#### TASKS FOR THIS EXERCISE:
1. In the article on credit unions and personal loans, how much did coronavirus-related expenses for the average consumer rise between March 18 and May 5?
2. The article on credit unions and personal loans reports how LendEDU's survey respondents as a whole coped with financial strain. List each strain with the percentage of all respondents it covers, leaving out the figures for subgroups.
3. Continue the article on credit unions and personal loans from its last sentence.

#### TEXT SEGMENT:
##############################

Are credit unions about to see a surge in personal loans?
The damage brought on by the coronavirus pandemic has been unimaginable. According Johns Hopkins University of Medicine, there have been over 5.87 million diagnoses of COVID-19 and more than 362,730 deaths around the world.
And in the United States alone, there have been more than 1.74 million cases and well over 100,000 deaths.
In addition to the lives lost, the economic devastation has been unprecedented. In a mere two months, there have been more than 40 million unemployment claims in the U.S. At the onset of the pandemic, the Dow Jones had its steepest first-quarter drop in its 124-year history, while the S&P 500 had its sharpest decline since the 2008 financial crisis.
The economic collapse has extended out to every corner of the country and has spared very few Americans if any at all. For example, when a restaurant closes its doors to comply with social distancing guidelines, a produce farmer loses a client, and so does the trucking company that connects the two.
Financial services company LendEDU has been tracking how the coronavirus is impacting everyday Americans from a financial standpoint. From March 18 to May 5, LendEDU conducted three separate surveys of adult Americans and asked similar questions each time related to personal finances.
By the time of the third survey, coronavirus-related expenses for the average consumer had risen dramatically, from $335.65 on March 18 to $987.20 on May 5. But as expenses continue to climb, savings are moving in the other direction, and consumers are running out of ways to cover costs.
For example, 45% of respondents have had to dig into a savings account or emergency fund to cover costs, including 79% of consumers who have yet to receive their unemployment benefits. Another 55% said they were worried about running out of money, including 86% of those who have been laid off and haven’t yet received unemployment benefits.
And another 33% of Americans have had to take on more credit card debt than desired to cover expenses, including 42% of the poll participants that have not yet gotten their unemployment benefits.
With budgets contracting even as expenses show no signs of slowing down, many Americans are desperate for alternative forms of financing to stay afloat. Unemployment benefits and the economic stimulus checks have been helpful but can only get a consumer so far in 2020.
As a result, it is expected that there will be a surge in personal loan use to cover costs. Personal loans are typically unsecured loans that offer borrowers quick access to cash that can be used for essentially anything. They typically come with a fixed interest rate that can be quite low depending on the borrower’s financial situation.

##############################

#### DATA EXTRACTS:
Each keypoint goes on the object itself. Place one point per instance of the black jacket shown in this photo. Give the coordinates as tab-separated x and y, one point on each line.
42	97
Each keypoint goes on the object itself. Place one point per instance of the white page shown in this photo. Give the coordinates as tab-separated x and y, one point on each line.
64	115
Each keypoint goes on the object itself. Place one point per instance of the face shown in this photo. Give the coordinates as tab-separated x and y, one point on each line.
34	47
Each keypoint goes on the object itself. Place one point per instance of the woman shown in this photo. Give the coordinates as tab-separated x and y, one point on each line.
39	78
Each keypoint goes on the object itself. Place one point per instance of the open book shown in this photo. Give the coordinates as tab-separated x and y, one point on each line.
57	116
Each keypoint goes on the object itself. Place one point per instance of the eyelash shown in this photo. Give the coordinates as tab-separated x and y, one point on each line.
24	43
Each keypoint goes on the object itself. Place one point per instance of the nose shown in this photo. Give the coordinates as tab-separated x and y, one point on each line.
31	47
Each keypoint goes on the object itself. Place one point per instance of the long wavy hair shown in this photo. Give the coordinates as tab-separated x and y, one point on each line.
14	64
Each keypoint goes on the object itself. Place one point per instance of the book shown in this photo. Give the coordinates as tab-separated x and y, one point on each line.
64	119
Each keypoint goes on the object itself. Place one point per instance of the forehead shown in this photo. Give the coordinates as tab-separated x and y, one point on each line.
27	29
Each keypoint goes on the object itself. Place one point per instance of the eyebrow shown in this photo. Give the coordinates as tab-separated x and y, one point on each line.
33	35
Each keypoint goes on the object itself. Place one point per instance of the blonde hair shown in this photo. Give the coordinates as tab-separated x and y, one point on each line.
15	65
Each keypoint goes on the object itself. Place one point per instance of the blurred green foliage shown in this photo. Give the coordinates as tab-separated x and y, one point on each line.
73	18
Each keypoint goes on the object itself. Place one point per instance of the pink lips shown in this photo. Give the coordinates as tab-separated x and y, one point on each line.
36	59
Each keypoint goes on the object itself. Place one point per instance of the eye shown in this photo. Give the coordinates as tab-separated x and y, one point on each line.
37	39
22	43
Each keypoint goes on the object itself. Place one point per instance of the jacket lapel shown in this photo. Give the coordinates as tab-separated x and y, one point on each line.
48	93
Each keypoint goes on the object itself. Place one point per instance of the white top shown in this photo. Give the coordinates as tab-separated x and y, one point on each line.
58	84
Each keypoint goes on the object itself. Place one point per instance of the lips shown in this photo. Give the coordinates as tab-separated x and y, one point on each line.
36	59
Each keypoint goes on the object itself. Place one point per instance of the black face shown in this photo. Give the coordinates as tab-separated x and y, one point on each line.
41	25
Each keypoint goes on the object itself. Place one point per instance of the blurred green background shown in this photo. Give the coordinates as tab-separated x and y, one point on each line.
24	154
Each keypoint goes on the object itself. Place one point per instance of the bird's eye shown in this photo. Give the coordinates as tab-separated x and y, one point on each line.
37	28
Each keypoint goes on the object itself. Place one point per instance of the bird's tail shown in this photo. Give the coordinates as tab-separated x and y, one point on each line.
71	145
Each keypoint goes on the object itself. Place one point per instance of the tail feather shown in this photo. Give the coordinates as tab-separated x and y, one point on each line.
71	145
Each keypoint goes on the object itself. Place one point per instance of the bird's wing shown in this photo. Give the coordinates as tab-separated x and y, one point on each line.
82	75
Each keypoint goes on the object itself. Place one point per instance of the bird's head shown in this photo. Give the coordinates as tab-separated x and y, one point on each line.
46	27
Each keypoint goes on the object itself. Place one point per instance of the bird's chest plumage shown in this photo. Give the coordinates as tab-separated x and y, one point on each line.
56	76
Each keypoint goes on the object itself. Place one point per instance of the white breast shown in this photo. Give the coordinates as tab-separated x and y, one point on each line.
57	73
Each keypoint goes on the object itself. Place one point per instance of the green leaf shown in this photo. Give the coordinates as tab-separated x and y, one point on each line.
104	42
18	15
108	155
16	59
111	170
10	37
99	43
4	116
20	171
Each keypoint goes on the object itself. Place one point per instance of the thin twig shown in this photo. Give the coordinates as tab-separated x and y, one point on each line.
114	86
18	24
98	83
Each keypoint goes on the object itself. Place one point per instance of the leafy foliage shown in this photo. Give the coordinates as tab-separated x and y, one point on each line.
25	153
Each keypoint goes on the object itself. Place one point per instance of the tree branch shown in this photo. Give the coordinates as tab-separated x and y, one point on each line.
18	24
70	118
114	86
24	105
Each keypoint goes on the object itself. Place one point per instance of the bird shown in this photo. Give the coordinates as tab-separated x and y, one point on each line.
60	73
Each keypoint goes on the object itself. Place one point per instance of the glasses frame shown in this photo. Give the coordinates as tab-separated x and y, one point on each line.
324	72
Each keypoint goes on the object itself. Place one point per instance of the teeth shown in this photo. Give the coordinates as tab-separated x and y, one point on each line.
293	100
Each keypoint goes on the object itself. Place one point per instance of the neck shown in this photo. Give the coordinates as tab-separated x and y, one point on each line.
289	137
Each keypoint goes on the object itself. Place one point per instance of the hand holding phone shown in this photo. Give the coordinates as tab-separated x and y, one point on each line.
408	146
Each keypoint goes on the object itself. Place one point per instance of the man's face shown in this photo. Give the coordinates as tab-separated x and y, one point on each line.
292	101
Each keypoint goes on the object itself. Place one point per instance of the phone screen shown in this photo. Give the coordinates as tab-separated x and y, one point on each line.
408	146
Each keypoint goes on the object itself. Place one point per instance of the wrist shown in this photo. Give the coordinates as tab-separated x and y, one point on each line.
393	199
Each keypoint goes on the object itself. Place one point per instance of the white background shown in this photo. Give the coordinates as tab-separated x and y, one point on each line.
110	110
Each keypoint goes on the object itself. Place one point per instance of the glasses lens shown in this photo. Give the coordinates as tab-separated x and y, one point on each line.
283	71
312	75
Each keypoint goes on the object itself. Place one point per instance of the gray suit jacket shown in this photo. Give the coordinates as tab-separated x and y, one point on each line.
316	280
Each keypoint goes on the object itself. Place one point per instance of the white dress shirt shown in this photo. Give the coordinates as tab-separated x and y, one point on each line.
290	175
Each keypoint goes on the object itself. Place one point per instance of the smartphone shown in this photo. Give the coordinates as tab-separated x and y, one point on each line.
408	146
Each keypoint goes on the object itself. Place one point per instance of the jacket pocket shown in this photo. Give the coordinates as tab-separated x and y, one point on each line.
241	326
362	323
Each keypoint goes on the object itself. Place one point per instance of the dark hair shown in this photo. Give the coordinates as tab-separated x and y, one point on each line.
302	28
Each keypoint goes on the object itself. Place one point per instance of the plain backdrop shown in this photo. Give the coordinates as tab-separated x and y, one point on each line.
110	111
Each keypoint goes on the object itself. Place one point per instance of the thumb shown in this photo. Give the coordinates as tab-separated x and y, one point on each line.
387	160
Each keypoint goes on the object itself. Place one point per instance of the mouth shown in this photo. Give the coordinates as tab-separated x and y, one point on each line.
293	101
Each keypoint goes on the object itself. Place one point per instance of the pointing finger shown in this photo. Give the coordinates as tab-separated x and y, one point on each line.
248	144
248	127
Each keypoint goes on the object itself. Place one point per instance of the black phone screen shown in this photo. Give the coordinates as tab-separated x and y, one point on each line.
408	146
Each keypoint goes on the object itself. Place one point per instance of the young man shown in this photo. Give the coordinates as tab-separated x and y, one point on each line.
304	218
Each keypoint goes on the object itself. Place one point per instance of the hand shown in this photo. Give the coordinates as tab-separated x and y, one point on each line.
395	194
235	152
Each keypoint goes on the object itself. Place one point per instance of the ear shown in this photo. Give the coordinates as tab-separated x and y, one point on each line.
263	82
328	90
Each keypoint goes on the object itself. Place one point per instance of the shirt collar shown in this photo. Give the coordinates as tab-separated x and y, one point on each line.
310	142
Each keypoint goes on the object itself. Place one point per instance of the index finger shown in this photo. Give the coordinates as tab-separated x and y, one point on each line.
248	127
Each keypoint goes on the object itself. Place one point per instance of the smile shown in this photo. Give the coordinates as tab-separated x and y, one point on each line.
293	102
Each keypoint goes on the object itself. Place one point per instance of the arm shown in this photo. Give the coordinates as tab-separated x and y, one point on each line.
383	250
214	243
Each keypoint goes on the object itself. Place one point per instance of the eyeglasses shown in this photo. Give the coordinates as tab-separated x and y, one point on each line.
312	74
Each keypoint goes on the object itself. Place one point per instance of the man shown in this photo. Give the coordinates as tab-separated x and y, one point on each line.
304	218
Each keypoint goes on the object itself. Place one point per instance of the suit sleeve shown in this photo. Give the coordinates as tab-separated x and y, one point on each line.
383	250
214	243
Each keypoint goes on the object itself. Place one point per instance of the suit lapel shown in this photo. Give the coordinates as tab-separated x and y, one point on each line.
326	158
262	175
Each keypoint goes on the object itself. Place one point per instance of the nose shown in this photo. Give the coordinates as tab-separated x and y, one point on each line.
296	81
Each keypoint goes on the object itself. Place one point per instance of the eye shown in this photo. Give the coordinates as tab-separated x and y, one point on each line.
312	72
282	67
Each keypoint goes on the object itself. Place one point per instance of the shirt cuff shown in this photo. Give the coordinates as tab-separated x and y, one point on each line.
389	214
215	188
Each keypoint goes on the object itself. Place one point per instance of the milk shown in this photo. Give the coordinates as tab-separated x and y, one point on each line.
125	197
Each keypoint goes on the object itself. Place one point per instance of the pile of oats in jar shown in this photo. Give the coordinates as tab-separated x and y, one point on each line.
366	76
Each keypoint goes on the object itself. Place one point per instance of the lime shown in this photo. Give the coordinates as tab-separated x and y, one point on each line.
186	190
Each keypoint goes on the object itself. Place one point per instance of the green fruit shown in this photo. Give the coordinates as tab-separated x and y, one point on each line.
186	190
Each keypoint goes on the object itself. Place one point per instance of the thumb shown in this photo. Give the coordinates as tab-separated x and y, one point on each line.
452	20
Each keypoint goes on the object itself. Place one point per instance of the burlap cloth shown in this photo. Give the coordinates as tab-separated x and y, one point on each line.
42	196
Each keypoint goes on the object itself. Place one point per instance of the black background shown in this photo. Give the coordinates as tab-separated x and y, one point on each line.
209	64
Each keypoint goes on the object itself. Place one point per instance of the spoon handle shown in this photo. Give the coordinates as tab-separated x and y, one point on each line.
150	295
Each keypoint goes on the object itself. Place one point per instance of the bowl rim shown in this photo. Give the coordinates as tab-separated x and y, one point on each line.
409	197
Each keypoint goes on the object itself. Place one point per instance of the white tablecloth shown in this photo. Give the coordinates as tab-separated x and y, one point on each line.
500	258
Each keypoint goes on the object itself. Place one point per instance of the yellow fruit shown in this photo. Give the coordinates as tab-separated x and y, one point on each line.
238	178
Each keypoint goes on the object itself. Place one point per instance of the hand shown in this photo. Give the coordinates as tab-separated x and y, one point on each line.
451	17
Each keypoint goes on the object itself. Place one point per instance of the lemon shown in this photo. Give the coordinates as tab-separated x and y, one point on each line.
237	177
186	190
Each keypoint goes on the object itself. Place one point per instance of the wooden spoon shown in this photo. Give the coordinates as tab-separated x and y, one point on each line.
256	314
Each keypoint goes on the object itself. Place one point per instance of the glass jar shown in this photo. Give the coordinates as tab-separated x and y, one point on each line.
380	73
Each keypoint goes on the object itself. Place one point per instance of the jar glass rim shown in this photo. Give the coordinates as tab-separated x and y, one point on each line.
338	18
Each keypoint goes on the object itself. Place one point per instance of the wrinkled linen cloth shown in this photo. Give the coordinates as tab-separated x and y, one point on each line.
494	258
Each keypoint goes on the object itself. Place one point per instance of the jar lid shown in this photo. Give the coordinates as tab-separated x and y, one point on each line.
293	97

##############################

#### ANSWERS BY ITEM:
1. They rose from $335.65 on March 18 to $987.20 on May 5.

2.
- 45% had to dig into a savings account or emergency fund to cover costs.
- 55% were worried about running out of money.
- 33% had to take on more credit card debt than desired to cover expenses.

3.
The process of getting a personal loan is rather straightforward and can be done online, or at a local bank or credit union. The ease of getting a personal loan in 2020 is another reason there may be a surge in applications during this unprecedented time.
What can CUs expect?
So, should credit unions expect to see a surge in personal loan applications in the coming months? Or, will other forms of financing, like credit cards, be the product that consumers turn to during this time?
For a consumer, the main competition for a personal loan is going to be a credit card. And, the first and most important thing potential borrowers will do is compare the interest rates between the two products.
As of May 2020, the average credit card interest rate is 16.01%, while the average personal loan interest rate is 9.63% as of February 2020. However, that can be much higher if a consumer has poor credit.
Yet still, if a borrower has good to excellent credit, a personal loan is probably the better option for them based on interest rates.
Personal loans also may get the nod because of the expected repayment strategies many Americans will implement during this tough financial time. A credit card might be the better financing option if a consumer is able to afford monthly payments in full so that interest won’t apply. But, the data shows finances are so tight for so many that most will likely run up their credit card balance and then carry that balance over.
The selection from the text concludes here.